→ LISTA DE TAREFAS:
(1) Repita fielmente o trecho do texto sobre reforma tributária de "O estudo da" a "lenta, porém certeira.".
(2) Para cada afirmação a seguir, responda sim ou não conforme o texto sobre reforma tributária e cite literalmente as palavras do texto que decidem. (a) O estudo da OCDE tem o título "Addressing Base Erosion and Profit Shifting". (b) Marcos Cintra é professor titular de Direito da Fundação Getulio Vargas. (c) Segundo a conclusão do estudo, os Estados nacionais comprometerão sua solvência econômico-financeira de forma rápida.

→ TEXTO FORNECIDO:
-------

Reforma tributária: a escolha do menos ruim


Marcos Cintra é doutor em Economia pela Universidade Harvard (EUA) e professor titular de Economia da Fundação Getulio Vargas.


O estudo da Organização para a Cooperação e Desenvolvimento Econômico (OCDE), intitulado "Addressing Base Erosion and Profit Shifting", expressa grande preocupação com a crescente perda de capacidade de arrecadação de impostos nas economias modernas. Os sofisticados mecanismos de planejamento tributário aproveitam lacunas normativas nos sistemas tributários nacionais, gerando evasão tributária e transferência de lucros e atividade econômica para países com tributação reduzida ou inexistente. A conclusão é que, se continuarem a utilizar os mesmos mecanismos tributários ortodoxos de hoje, os Estados nacionais comprometerão sua solvência econômico-financeira de forma lenta, porém certeira.

-------

→ SEÇÃO DE DADOS:
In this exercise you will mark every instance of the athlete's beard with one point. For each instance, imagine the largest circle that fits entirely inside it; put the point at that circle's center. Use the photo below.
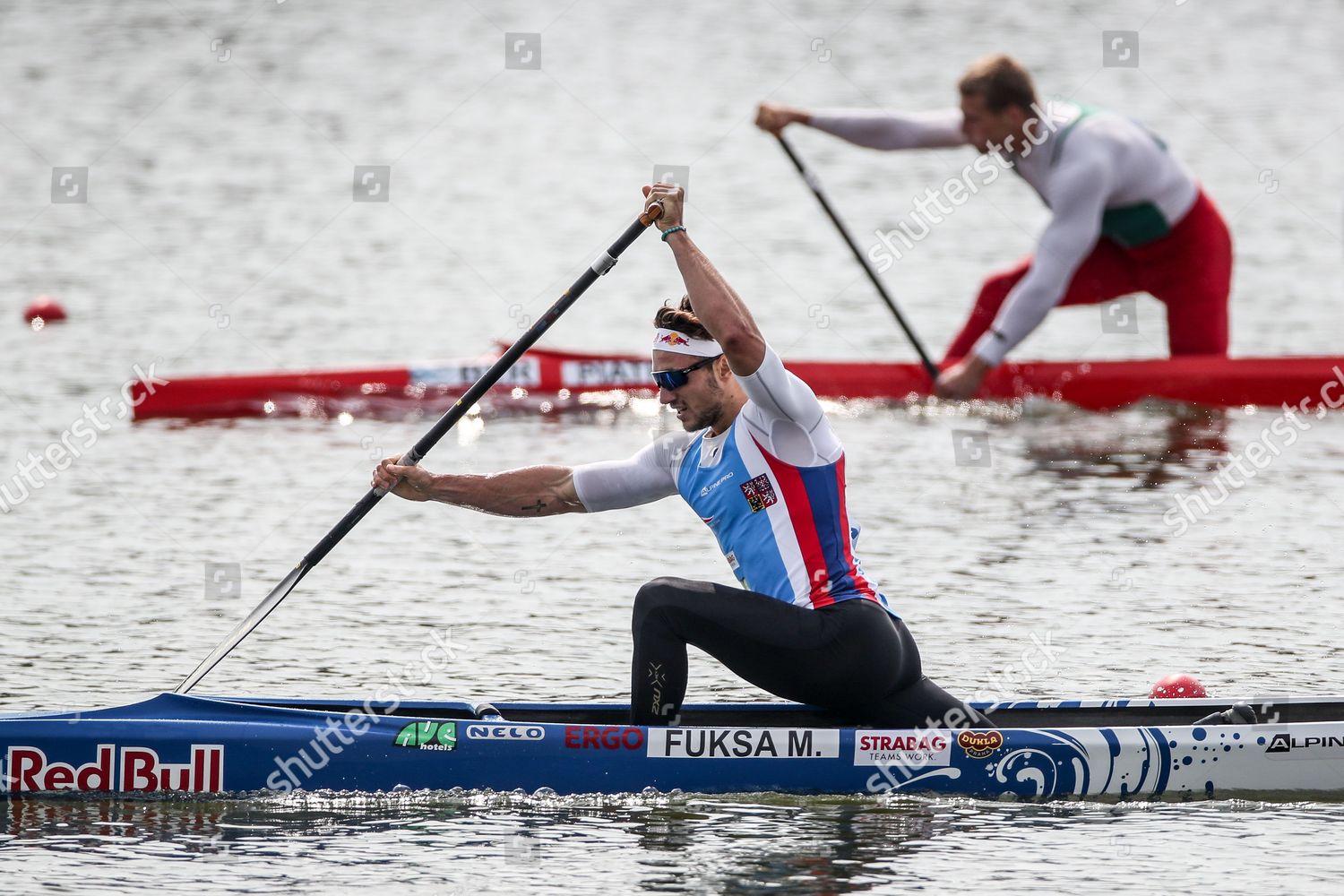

-------

→ RESPOSTAS POR TAREFA:
(1)
O estudo da Organização para a Cooperação e Desenvolvimento Econômico (OCDE), intitulado "Addressing Base Erosion and Profit Shifting", expressa grande preocupação com a crescente perda de capacidade de arrecadação de impostos nas economias modernas. Os sofisticados mecanismos de planejamento tributário aproveitam lacunas normativas nos sistemas tributários nacionais, gerando evasão tributária e transferência de lucros e atividade econômica para países com tributação reduzida ou inexistente. A conclusão é que, se continuarem a utilizar os mesmos mecanismos tributários ortodoxos de hoje, os Estados nacionais comprometerão sua solvência econômico-financeira de forma lenta, porém certeira.

(2)
(a) Sim: "intitulado "Addressing Base Erosion and Profit Shifting"".
(b) Não: "professor titular de Economia da Fundação Getulio Vargas".
(c) Não: "de forma lenta, porém certeira".